Available data
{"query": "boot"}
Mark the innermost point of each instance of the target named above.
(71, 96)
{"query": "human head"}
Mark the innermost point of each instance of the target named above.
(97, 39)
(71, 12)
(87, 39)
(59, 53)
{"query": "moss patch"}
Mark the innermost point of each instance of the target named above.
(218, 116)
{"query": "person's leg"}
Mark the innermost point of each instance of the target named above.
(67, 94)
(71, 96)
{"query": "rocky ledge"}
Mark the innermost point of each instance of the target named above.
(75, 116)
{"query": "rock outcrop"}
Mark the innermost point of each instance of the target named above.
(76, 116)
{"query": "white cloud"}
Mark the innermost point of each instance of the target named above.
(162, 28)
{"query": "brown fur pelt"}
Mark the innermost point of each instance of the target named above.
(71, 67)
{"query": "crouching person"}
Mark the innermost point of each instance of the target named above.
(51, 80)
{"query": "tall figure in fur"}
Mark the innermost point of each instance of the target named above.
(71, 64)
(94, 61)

--

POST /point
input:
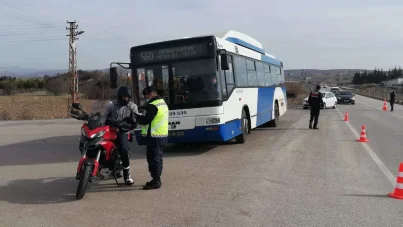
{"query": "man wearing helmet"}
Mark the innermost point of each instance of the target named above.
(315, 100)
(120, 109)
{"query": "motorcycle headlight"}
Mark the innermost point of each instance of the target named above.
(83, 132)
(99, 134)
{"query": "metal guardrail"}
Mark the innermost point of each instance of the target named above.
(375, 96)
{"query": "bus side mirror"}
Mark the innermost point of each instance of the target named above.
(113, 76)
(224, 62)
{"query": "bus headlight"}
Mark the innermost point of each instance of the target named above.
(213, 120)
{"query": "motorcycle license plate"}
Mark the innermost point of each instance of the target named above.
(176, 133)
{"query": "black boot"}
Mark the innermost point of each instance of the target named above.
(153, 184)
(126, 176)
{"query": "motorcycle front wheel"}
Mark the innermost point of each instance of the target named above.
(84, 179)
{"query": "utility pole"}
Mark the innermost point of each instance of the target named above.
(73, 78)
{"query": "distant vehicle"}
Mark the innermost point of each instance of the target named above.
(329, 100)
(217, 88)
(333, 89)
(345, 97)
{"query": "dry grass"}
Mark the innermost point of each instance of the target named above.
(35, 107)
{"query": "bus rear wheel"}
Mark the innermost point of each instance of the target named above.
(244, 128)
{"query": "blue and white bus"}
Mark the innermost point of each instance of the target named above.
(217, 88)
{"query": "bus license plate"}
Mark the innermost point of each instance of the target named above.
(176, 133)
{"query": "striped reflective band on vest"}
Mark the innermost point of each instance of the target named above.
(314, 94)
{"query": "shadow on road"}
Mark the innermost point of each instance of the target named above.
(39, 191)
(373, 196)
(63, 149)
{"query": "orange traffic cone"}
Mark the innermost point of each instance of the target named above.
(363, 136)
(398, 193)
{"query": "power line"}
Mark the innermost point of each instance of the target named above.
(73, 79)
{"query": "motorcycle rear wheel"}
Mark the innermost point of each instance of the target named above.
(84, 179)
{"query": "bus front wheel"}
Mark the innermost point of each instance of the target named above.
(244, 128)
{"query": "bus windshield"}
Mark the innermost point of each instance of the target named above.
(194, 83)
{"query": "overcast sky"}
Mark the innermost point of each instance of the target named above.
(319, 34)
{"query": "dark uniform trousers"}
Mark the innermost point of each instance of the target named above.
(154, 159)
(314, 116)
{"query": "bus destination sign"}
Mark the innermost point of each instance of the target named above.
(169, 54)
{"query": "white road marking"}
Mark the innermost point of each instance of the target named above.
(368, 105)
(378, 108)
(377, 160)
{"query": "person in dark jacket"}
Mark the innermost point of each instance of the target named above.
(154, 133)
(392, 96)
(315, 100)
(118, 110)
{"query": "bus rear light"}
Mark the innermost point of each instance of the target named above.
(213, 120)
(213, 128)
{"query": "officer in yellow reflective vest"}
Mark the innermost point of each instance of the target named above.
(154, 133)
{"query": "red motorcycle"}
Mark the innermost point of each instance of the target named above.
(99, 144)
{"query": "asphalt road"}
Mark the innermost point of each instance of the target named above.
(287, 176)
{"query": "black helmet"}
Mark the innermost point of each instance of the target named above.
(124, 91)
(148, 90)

Exercise aim
Each line in the data where the string "helmet" occurs should be identified and copied.

Solution for this exercise
{"query": "man wearing helmet"}
{"query": "black helmet"}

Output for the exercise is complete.